What to work on:
Pull out every line in the entries below that contains the word "badge".

Records shown:

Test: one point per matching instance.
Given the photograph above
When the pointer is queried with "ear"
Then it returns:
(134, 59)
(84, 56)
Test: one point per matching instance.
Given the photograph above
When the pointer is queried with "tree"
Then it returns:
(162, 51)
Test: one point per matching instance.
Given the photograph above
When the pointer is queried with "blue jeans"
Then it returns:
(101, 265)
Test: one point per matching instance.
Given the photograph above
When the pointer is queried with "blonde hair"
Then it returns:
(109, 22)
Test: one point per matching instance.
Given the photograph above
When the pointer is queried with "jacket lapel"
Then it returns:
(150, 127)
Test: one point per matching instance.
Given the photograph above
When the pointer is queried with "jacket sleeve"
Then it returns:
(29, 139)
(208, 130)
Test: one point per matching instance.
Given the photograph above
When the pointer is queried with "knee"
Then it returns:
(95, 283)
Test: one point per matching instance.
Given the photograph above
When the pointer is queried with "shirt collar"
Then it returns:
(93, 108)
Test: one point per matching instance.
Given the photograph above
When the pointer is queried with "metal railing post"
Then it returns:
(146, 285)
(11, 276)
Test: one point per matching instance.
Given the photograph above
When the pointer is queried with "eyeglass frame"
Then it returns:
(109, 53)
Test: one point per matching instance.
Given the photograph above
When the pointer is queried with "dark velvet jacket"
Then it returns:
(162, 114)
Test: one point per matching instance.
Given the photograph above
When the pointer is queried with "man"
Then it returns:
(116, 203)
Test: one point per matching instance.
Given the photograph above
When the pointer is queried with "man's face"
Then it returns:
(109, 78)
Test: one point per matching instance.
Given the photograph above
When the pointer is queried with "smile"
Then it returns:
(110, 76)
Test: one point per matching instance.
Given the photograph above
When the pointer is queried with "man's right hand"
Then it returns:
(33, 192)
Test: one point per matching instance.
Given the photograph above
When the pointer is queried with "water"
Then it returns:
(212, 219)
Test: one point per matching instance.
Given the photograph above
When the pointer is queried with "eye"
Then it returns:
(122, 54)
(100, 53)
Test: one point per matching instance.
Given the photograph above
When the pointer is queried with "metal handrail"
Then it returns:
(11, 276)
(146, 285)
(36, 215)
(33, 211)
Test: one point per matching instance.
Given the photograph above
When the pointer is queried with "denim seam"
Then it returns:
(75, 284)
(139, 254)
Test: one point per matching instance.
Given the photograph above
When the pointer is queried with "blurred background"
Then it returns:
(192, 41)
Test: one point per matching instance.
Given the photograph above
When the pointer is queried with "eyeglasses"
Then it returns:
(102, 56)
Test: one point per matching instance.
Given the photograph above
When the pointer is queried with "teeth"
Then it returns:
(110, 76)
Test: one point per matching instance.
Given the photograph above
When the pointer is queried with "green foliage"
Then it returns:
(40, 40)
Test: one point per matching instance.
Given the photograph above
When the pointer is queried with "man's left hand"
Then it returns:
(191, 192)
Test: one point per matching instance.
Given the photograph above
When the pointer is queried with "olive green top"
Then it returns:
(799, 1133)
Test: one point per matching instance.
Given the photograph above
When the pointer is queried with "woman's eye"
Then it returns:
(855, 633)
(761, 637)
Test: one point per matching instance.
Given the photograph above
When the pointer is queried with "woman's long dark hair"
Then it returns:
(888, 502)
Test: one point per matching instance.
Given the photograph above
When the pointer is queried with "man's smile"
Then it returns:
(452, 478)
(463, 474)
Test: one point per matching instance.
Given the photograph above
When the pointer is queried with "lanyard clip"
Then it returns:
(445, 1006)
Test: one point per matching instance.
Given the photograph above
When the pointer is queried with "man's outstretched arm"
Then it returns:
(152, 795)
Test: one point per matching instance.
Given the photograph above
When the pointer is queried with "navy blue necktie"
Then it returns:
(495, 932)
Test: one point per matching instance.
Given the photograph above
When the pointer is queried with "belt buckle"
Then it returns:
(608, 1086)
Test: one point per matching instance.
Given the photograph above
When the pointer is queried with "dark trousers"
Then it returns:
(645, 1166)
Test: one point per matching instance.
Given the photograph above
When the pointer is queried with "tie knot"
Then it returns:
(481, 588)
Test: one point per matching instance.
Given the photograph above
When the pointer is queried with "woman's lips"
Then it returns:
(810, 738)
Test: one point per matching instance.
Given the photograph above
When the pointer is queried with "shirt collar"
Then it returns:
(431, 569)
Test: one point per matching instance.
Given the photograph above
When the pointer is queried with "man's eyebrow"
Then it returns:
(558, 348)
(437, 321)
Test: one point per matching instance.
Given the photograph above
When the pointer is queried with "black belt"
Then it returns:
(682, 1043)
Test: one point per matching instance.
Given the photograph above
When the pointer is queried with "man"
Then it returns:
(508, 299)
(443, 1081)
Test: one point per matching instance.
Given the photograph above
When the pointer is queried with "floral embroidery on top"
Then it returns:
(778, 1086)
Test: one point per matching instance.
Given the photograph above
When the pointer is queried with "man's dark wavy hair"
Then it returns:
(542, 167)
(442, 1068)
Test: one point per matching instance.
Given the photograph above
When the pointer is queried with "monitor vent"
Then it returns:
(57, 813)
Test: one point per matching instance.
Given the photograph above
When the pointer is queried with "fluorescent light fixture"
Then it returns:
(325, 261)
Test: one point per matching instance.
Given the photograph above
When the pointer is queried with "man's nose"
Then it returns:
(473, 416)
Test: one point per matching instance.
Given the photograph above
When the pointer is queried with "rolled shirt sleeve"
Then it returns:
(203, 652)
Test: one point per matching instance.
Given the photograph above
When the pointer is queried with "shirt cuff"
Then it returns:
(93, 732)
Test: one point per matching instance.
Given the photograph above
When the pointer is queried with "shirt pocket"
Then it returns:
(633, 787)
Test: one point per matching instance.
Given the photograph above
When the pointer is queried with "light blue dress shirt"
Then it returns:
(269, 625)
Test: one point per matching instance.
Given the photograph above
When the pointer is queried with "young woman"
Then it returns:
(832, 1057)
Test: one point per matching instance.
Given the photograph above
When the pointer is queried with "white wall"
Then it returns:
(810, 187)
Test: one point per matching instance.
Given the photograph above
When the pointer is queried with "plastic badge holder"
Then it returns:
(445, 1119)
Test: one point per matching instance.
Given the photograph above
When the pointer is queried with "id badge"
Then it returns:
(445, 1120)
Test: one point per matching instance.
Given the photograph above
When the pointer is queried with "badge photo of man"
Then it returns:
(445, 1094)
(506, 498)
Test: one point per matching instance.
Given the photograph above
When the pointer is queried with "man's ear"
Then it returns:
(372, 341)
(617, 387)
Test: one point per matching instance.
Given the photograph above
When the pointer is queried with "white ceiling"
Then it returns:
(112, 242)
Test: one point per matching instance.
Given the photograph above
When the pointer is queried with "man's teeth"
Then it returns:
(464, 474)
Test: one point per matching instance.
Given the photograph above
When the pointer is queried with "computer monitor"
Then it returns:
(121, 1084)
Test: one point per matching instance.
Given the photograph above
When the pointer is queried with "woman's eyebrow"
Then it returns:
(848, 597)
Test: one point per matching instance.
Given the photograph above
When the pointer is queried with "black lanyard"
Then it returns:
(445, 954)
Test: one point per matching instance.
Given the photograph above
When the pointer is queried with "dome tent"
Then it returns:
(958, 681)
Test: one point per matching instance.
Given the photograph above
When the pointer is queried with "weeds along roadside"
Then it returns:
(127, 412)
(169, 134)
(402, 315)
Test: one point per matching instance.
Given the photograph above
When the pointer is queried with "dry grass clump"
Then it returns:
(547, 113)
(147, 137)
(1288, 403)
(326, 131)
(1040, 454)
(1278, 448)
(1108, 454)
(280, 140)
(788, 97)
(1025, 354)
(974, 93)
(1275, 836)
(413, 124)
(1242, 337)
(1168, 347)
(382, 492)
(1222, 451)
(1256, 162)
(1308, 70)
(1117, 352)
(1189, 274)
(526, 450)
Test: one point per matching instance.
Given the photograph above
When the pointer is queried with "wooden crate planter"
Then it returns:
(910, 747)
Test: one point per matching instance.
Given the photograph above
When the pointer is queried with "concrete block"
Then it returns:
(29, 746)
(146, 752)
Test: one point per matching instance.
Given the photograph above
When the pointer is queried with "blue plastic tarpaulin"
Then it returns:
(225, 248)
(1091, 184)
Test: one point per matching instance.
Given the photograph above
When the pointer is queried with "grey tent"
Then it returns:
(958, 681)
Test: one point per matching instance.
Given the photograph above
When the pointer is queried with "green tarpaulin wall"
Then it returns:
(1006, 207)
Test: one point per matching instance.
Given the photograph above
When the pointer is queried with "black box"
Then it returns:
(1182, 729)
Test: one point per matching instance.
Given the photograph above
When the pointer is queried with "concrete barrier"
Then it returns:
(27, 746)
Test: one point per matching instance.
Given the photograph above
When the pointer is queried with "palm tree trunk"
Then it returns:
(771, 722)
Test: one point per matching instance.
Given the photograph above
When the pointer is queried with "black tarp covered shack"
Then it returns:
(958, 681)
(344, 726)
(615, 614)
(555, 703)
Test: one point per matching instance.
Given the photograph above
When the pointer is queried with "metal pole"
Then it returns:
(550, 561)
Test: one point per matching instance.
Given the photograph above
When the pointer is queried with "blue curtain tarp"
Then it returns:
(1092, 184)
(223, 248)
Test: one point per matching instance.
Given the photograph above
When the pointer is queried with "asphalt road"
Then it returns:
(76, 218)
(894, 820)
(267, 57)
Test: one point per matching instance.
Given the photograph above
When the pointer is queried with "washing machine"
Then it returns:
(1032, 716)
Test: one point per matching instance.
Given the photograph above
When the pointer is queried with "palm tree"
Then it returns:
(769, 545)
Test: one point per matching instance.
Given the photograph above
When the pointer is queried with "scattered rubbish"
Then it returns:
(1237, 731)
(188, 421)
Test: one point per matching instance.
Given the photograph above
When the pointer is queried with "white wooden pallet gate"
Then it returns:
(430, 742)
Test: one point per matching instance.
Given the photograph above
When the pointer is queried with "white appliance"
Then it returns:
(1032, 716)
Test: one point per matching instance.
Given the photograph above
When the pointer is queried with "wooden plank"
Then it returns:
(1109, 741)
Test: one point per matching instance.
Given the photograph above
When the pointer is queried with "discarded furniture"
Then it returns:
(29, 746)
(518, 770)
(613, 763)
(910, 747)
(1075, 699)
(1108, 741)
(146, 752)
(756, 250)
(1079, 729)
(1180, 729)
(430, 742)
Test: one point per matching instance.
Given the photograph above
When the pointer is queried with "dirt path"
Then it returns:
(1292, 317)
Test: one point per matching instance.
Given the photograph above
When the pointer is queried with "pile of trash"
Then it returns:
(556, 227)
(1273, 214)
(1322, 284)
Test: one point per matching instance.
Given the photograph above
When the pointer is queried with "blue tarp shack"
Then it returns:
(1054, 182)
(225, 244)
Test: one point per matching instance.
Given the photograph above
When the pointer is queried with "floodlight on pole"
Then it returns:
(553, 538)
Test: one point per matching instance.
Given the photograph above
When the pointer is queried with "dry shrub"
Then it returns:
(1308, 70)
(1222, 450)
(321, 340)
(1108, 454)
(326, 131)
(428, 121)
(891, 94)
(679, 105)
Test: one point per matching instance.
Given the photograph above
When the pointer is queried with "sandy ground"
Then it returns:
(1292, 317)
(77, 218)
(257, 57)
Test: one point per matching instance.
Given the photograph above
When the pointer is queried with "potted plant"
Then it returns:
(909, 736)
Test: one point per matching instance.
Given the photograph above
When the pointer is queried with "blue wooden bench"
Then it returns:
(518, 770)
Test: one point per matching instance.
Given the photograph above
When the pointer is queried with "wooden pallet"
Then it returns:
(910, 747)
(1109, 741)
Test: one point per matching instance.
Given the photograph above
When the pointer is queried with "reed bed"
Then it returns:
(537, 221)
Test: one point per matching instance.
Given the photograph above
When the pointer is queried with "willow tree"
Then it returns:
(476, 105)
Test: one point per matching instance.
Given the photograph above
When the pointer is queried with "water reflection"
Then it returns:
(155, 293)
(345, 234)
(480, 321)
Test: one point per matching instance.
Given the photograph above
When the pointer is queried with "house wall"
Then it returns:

Complete response:
When the pointer is queried with "plastic badge holder"
When the pointer is queried with "id badge"
When the pointer is queried with "badge photo of man"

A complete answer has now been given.